*Task statement*
Recast all of the material below as a numbered list, with blank lines left out and the pictures omitted.

*Records for the task*
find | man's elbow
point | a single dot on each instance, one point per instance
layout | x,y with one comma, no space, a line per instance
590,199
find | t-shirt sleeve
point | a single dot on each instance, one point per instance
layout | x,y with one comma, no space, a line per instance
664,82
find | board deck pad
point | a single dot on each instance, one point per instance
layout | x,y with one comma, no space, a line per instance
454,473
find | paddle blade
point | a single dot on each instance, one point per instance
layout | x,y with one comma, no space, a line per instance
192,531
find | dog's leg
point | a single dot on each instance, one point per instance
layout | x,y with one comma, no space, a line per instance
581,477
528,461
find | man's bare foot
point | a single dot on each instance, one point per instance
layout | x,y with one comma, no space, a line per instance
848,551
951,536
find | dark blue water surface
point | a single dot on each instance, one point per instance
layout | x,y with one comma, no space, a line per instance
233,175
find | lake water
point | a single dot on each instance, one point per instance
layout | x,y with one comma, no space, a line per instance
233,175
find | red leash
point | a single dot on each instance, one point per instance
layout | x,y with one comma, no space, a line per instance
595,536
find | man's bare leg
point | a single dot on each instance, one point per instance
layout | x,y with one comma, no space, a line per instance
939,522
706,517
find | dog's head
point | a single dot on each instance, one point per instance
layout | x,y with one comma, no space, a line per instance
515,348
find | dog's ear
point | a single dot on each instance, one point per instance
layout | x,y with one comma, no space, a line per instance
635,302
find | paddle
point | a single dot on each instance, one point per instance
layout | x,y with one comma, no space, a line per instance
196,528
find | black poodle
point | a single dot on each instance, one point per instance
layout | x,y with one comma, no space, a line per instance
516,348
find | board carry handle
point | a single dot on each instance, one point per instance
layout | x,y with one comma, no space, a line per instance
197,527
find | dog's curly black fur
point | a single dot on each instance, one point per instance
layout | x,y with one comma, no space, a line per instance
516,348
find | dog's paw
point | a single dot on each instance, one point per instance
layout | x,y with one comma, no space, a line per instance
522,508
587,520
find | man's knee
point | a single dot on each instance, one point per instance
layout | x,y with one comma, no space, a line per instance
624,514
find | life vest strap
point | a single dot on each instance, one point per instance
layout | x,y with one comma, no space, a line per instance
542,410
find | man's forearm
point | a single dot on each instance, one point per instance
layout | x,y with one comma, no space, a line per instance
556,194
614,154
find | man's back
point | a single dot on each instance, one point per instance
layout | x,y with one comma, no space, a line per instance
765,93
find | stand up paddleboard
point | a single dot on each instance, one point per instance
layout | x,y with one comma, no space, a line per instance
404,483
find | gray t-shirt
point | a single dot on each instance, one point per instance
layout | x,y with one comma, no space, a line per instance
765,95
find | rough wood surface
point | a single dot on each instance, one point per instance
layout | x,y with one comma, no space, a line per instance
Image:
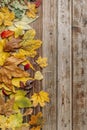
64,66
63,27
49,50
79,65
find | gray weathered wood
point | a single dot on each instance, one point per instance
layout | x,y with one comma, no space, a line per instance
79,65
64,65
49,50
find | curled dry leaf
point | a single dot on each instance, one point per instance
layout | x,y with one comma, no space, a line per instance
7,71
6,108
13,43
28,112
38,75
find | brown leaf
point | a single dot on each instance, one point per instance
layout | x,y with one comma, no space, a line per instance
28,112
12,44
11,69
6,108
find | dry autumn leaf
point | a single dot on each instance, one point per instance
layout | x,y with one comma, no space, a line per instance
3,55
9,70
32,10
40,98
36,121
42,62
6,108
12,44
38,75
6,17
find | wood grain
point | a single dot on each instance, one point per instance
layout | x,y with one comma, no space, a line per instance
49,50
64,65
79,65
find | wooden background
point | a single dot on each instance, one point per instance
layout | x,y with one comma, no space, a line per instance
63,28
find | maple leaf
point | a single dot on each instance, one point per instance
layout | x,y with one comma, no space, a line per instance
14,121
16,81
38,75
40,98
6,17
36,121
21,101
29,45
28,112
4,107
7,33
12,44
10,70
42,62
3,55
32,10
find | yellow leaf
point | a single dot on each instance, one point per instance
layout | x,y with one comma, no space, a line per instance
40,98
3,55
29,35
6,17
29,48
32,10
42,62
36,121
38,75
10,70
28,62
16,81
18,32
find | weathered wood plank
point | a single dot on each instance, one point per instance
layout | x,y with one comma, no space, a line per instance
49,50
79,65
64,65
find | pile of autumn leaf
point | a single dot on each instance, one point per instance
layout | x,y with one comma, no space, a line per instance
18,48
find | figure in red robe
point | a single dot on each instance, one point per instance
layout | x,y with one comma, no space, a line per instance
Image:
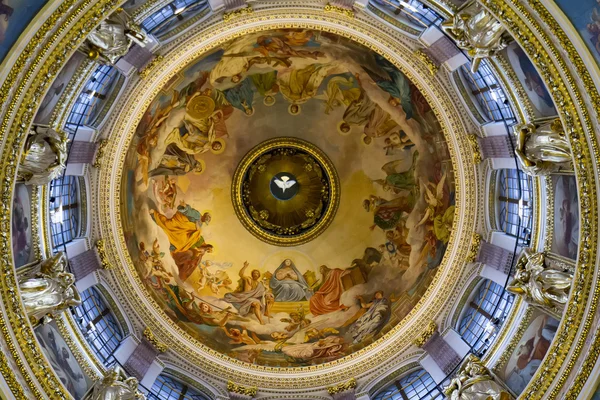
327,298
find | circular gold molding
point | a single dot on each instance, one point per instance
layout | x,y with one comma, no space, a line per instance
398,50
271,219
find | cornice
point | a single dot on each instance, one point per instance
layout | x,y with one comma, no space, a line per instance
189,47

*Task solution*
1. find | man's elbow
2. point | a single dot on each instance, one point per instance
3. layout | x,y with one comma, no space, a line per instance
4. 590,199
5. find | t-shirt sleeve
6. point | a single dot on each instance, one point per instance
7. layout | x,y with one comma, no space, a line per instance
8. 664,82
9. find | board deck pad
10. point | a single dot on each instance, one point per instance
11. layout | x,y with one comma, no space, a line per instance
12. 454,473
13. find | paddle blade
14. point | a single dot on each instance, one point per instance
15. layout | x,y with one comma, no space, a line per instance
16. 192,531
17. find | dog's leg
18. point | a single dot on each instance, one point per instance
19. layout | x,y with one comma, no space, a line per instance
20. 581,477
21. 528,461
22. find | man's bare foot
23. point | a single dot on each instance, one point per instance
24. layout | x,y with one comma, no space, a line per instance
25. 848,551
26. 951,536
27. find | dark blue water surface
28. point | a single dot on each instance, one point per instance
29. layout | x,y with one comma, no space, a line per instance
30. 233,175
31. find | lake water
32. point | a single dot on each instance, one point per instance
33. layout | x,y with one comma, no space, a line per instance
34. 233,175
35. find | red leash
36. point | a single dot on each instance, one point per instance
37. layout | x,y with one comma, no space, a line per instance
38. 595,536
39. find | man's bare leg
40. point | a single dot on each instance, one point per instance
41. layout | x,y with one comma, no space, a line per instance
42. 939,522
43. 706,517
44. find | dog's head
45. point | a single dot on each instance, one point per instance
46. layout | x,y with one comma, no space, a line per instance
47. 515,348
48. find | dog's ear
49. point | a single dot on each instance, one point per instance
50. layout | x,y with one comma, no space, a line per instance
51. 635,302
52. find | paddle
53. point | a single dot on each instance, one point per instance
54. layout | x,y with one comma, no space, a line per instance
55. 196,528
56. find | black poodle
57. point | a single dot on each instance, one point per instance
58. layout | x,y with one comma, no space, a line per instance
59. 516,348
60. find | board carry handle
61. point | a single dot on each instance, one point per instance
62. layout | x,y with one comma, no space, a line per instance
63. 197,527
64. find | dog's curly black fur
65. point | a single dot on each instance, one point per instance
66. layout | x,y with one comma, no space, a line per instance
67. 516,348
68. find | dog's paw
69. point | a single dot on each instance, one point per instance
70. layout | x,y with one comma, no space, a line per instance
71. 522,508
72. 587,520
73. find | man's knee
74. point | a single dot on each instance, one point per instance
75. layout | x,y with one comma, no space, a line per instance
76. 624,514
77. find | life vest strap
78. point | a single dot on each instance, one point per instance
79. layout | x,y with one comma, no space, a line per instance
80. 542,410
81. find | man's forearm
82. point | a single dot on each instance, one point per instance
83. layout | x,y with one comma, no space, a line per instance
84. 556,194
85. 614,154
86. find | man's back
87. point | a single dot on each instance, one point per instance
88. layout | x,y with one comma, no space, a line per instance
89. 765,93
90. find | stand up paddleboard
91. point | a single dot on each instance, one point per instance
92. layout | x,y with one comma, no space, a line per instance
93. 404,483
94. find | gray t-shirt
95. point | a single dot on each instance, one point per instance
96. layout | x,y with one comma, no space, a line per instance
97. 765,95
98. find | rough wood surface
99. point | a single dot on each instance, one point per instance
100. layout | x,y with one comma, no space, a line per instance
101. Image:
102. 64,66
103. 63,27
104. 49,50
105. 79,65
106. find | gray weathered wood
107. point | a single dot on each instance, one point per instance
108. layout | x,y with one comma, no space, a line per instance
109. 79,65
110. 64,65
111. 49,50
112. find | curled dry leaf
113. point | a single dot on each instance, one point per instance
114. layout | x,y with one comma, no space, a line per instance
115. 7,71
116. 6,108
117. 13,43
118. 28,112
119. 38,75
120. find | brown leaf
121. point | a single dot on each instance, one point per instance
122. layout | x,y with one comma, no space, a line per instance
123. 28,112
124. 12,44
125. 11,69
126. 6,108
127. find | dry autumn leaf
128. point | a single dot on each instance, one point per instance
129. layout | x,y with one comma, no space, a line per instance
130. 3,55
131. 9,70
132. 32,10
133. 40,98
134. 36,121
135. 42,62
136. 6,108
137. 12,44
138. 38,75
139. 6,17
140. find | wood grain
141. point | a single dot on each instance, one point per instance
142. layout | x,y with one comma, no space, a line per instance
143. 49,50
144. 64,65
145. 79,65
146. find | wooden background
147. point | a single dot on each instance, one point per instance
148. layout | x,y with one comma, no space, a line per instance
149. 63,28
150. find | maple leaf
151. point | a single dot on each instance, one point per instance
152. layout | x,y with one comma, no space, a line per instance
153. 14,121
154. 16,81
155. 38,75
156. 40,98
157. 6,17
158. 36,121
159. 21,101
160. 29,45
161. 28,112
162. 4,107
163. 7,33
164. 12,44
165. 10,70
166. 42,62
167. 3,55
168. 32,10
169. find | yellow leaf
170. point | a single dot on each instance, one point per instance
171. layout | x,y with one comma, no space, a line per instance
172. 40,98
173. 3,55
174. 29,35
175. 6,17
176. 29,48
177. 32,10
178. 42,62
179. 36,121
180. 38,75
181. 10,70
182. 28,62
183. 16,81
184. 18,32
185. find | weathered wood plank
186. point | a single dot on each instance, one point per instance
187. layout | x,y with one comma, no space, a line per instance
188. 49,50
189. 79,65
190. 64,65
191. find | pile of autumn leaf
192. point | a single dot on each instance, one point per instance
193. layout | x,y with one comma, no space, a line per instance
194. 18,48
195. find | figure in red robe
196. point | a single dot on each instance, one point per instance
197. layout | x,y with one comma, no space, a line per instance
198. Image:
199. 327,298
200. find | circular gold molding
201. point | a single dot on each instance, one point per instance
202. layout | x,y with one comma, no space, a line per instance
203. 398,50
204. 271,219
205. find | cornice
206. point | a single dot on each instance, one point per instance
207. layout | x,y with one comma, no space, a line per instance
208. 189,47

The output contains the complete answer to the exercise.